-- START OF SELECTION --
A homogeneous graph is a graph where all nodes and edges are the same type. Every node lives in the same feature space, and every edge represents the same kind of relationship. A friendship network where every node is a person and every edge is a friendship is homogeneous. A citation network where every node is a paper and every edge is a citation is homogeneous.
This is the default graph structure in PyTorch Geometric. When you create aData object with node features and an edge index, you are building a homogeneous graph. Most GNN layers, benchmark datasets, and tutorials assume homogeneous graphs.
When graphs are homogeneous
A graph is homogeneous when every entity in the system is fundamentally the same kind of thing:
- Social networks: all nodes are users, all edges are connections
- Citation networks: all nodes are papers, all edges are citations
- Molecular graphs: all nodes are atoms, all edges are bonds (with bond type as an edge feature)
-- END OF SELECTION --
-- START OF STORED DATA --
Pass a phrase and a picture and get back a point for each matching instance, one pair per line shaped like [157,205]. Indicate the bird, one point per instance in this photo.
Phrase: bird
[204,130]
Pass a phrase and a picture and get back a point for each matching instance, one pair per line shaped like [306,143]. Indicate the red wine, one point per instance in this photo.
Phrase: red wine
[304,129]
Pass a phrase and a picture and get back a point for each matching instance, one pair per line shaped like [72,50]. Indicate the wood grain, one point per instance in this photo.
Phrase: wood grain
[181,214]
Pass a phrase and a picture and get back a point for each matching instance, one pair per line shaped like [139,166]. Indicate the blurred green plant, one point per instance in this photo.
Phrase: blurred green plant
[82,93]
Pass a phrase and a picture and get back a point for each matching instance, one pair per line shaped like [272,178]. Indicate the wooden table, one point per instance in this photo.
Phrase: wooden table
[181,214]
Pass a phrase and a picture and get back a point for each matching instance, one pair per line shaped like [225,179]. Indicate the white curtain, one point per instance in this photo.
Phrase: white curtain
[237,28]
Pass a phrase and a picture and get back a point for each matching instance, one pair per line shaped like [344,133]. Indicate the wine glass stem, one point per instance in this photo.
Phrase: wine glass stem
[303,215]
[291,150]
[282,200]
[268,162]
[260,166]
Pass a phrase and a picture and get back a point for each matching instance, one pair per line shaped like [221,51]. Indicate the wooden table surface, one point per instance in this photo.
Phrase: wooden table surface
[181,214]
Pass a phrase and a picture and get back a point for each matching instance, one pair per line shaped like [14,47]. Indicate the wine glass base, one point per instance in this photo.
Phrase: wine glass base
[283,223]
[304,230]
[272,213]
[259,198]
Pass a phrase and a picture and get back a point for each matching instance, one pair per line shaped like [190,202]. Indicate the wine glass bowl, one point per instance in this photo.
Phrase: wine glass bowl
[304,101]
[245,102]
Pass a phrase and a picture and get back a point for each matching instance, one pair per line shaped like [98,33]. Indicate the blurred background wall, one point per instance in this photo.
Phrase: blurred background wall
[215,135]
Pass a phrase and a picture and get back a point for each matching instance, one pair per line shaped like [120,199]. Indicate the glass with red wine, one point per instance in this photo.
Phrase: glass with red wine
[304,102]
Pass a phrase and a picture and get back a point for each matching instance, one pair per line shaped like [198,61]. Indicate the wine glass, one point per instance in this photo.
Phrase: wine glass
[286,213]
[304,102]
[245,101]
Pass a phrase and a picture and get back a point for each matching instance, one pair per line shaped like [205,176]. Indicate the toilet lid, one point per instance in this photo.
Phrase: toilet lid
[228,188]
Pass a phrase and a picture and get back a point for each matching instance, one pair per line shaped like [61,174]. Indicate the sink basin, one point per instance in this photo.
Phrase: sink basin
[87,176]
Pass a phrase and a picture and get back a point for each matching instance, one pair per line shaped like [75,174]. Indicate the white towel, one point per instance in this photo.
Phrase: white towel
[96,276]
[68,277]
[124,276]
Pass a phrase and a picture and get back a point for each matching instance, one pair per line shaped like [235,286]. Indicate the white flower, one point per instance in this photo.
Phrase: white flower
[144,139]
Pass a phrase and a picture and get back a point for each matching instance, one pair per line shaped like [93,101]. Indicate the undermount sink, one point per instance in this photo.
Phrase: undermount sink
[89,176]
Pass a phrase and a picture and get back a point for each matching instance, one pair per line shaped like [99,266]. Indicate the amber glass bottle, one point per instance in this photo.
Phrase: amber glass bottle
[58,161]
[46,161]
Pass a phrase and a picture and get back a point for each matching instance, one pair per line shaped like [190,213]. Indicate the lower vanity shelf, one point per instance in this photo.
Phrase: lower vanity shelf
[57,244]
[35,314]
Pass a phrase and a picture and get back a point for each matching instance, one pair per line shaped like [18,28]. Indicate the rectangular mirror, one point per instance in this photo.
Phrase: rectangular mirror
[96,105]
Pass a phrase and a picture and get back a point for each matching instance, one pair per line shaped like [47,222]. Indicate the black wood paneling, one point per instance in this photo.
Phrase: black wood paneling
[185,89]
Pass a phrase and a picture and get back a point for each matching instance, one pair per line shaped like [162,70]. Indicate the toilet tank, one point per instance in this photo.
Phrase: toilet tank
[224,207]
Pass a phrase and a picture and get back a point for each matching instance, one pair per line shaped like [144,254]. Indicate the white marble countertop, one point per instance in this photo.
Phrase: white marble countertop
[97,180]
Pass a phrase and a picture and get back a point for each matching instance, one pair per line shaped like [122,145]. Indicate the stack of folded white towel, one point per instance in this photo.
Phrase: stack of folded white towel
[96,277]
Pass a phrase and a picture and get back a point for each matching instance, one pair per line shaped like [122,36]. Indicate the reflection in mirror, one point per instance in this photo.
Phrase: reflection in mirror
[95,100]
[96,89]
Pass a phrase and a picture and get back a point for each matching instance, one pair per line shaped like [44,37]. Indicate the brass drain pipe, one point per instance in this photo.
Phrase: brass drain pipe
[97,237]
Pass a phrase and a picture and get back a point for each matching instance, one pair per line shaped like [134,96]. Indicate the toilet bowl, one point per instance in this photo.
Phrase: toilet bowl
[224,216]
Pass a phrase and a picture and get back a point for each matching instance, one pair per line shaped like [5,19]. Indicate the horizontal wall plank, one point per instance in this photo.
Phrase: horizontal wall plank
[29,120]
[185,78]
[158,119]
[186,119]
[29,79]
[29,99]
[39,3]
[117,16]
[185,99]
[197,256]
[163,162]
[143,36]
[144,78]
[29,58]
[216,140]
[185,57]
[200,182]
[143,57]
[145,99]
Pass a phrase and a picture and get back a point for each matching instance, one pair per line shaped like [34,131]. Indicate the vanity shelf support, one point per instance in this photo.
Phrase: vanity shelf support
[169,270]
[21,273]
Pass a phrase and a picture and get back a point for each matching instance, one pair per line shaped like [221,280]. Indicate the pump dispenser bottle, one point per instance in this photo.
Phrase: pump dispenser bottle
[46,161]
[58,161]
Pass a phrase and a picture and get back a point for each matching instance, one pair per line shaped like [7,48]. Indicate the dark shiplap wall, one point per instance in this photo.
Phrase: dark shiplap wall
-- END OF STORED DATA --
§ **SHORT TASK 1**
Do these statements agree with the passage on homogeneous graphs? Answer yes or no for each, quoting the deciding words. (a) In a homogeneous graph, every edge represents the same kind of relationship. (b) Most GNN layers and tutorials assume heterogeneous graphs. (c) In molecular graphs, bond type is treated as an edge feature.
§ **SHORT TASK 2**
Write the next part of the passage on homogeneous graphs, starting after its final line.
The entries are separate material from the passage on homogeneous graphs.

§ **EXERCISE RESPONSE 1**
(a) Yes: "every edge represents the same kind of relationship"
(b) No: "Most GNN layers, benchmark datasets, and tutorials assume homogeneous graphs"
(c) Yes: "with bond type as an edge feature"

§ **EXERCISE RESPONSE 2**
- Road networks: all nodes are intersections, all edges are road segments
The PyG Data object
In PyTorch Geometric, a homogeneous graph is represented by the torch_geometric.data.Data class. It stores:
- x: node feature matrix of shape [num_nodes, num_features]
- edge_index: graph connectivity in COO format, shape [2, num_edges]
- edge_attr: edge features (optional)
- y: target labels (optional)
import torch
from torch_geometric.data import Data
# 4 nodes, each with 3 features
x = torch.tensor([
[1.0, 0.5, 0.2], # Node 0
[0.3, 0.8, 0.1], # Node 1
[0.7, 0.2, 0.9], # Node 2
[0.4, 0.6, 0.3], # Node 3
])
# Edges: 0->1, 1->2, 2->3, 3->0 (undirected = both directions)
edge_index = torch.tensor([
[0, 1, 1, 2, 2, 3, 3, 0],
[1, 0, 2, 1, 3, 2, 0, 3],
], dtype=torch.long)
data = Data(x=x, edge_index=edge_index)
print(data)
# Data(x=[4, 3], edge_index=[2, 8])A minimal homogeneous graph. All 4 nodes share the same 3-dimensional feature space.
Enterprise example: fraud ring detection
Consider a bank that wants to detect fraud rings among account holders. Every node is an account. An edge connects two accounts that have transferred money to each other. Node features include account age, average balance, and transaction velocity.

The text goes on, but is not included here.